Exercise task: Render every line of the items below as a JSON list of strings, one string per line, with blank lines omitted.

· · · ·

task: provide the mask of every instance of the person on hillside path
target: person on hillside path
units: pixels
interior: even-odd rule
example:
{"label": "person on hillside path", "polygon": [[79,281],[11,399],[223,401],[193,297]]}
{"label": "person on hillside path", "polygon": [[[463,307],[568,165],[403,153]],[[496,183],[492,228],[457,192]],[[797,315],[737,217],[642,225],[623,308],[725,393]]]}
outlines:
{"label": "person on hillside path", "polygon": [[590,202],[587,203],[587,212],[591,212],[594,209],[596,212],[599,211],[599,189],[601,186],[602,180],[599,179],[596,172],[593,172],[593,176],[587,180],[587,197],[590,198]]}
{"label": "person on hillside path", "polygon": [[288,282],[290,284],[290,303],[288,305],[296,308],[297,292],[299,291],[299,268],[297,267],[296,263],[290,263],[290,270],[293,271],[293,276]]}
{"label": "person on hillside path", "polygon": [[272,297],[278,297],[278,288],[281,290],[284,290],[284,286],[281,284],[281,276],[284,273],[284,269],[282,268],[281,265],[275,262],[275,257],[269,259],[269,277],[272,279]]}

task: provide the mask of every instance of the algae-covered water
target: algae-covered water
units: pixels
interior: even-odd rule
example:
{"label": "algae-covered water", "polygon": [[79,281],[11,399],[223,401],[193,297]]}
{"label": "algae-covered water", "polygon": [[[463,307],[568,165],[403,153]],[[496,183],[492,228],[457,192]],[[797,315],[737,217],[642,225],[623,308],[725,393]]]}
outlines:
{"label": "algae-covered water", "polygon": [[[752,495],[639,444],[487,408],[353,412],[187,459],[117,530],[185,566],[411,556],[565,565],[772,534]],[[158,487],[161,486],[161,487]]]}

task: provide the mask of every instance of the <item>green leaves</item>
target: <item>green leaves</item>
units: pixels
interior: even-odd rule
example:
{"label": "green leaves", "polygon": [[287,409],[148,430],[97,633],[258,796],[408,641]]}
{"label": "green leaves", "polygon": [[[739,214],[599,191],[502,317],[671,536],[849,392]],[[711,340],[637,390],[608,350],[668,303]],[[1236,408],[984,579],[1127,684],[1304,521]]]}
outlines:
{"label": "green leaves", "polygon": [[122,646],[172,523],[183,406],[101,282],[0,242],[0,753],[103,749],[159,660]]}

· · · ·

Correct result:
[
  "task: provide the mask of every instance of the person on hillside path",
  "target: person on hillside path",
  "units: pixels",
  "interior: even-odd rule",
  "example:",
  "{\"label\": \"person on hillside path\", \"polygon\": [[79,281],[11,399],[223,401],[193,297]]}",
  "{\"label\": \"person on hillside path\", \"polygon\": [[[463,307],[568,165],[403,153]],[[496,183],[492,228],[457,192]],[[797,315],[737,217],[642,225],[623,308],[725,393]]]}",
  "outlines:",
  "{\"label\": \"person on hillside path\", \"polygon\": [[590,202],[587,203],[587,212],[591,212],[594,209],[596,212],[599,211],[599,189],[601,186],[602,180],[599,179],[596,172],[593,172],[593,176],[587,180],[587,197],[590,198]]}",
  "{\"label\": \"person on hillside path\", \"polygon\": [[288,282],[290,284],[290,303],[288,305],[296,308],[297,292],[299,291],[299,268],[297,267],[296,263],[290,263],[290,270],[293,271],[293,276]]}",
  "{\"label\": \"person on hillside path\", \"polygon\": [[272,297],[278,297],[278,288],[281,290],[284,290],[284,286],[281,284],[281,276],[284,273],[284,269],[282,268],[281,265],[275,262],[275,257],[269,259],[269,277],[272,279]]}",
  "task: provide the mask of every instance of the algae-covered water",
  "target: algae-covered water",
  "units: pixels",
  "interior: even-odd rule",
  "example:",
  "{\"label\": \"algae-covered water\", \"polygon\": [[79,281],[11,399],[223,401],[193,297]]}",
  "{\"label\": \"algae-covered water\", \"polygon\": [[[463,307],[568,165],[403,153]],[[496,183],[492,228],[457,192]],[[797,315],[737,217],[642,225],[623,308],[725,393]]]}",
  "outlines:",
  "{\"label\": \"algae-covered water\", \"polygon\": [[[752,495],[639,444],[487,408],[353,412],[187,459],[117,530],[185,566],[411,556],[565,565],[772,534]],[[158,487],[161,486],[161,487]]]}",
  "task: provide the mask of every instance of the <item>green leaves</item>",
  "target: <item>green leaves</item>",
  "units: pixels",
  "interior: even-odd rule",
  "example:",
  "{\"label\": \"green leaves\", \"polygon\": [[287,409],[148,430],[97,633],[258,796],[408,641]]}",
  "{\"label\": \"green leaves\", \"polygon\": [[[739,214],[599,191],[502,317],[671,536],[849,392]],[[711,340],[637,390],[608,350],[668,303]],[[1236,408],[984,579],[1127,684],[1304,521]]]}",
  "outlines:",
  "{\"label\": \"green leaves\", \"polygon\": [[122,646],[172,523],[183,406],[101,282],[0,242],[0,753],[103,749],[159,660]]}"
]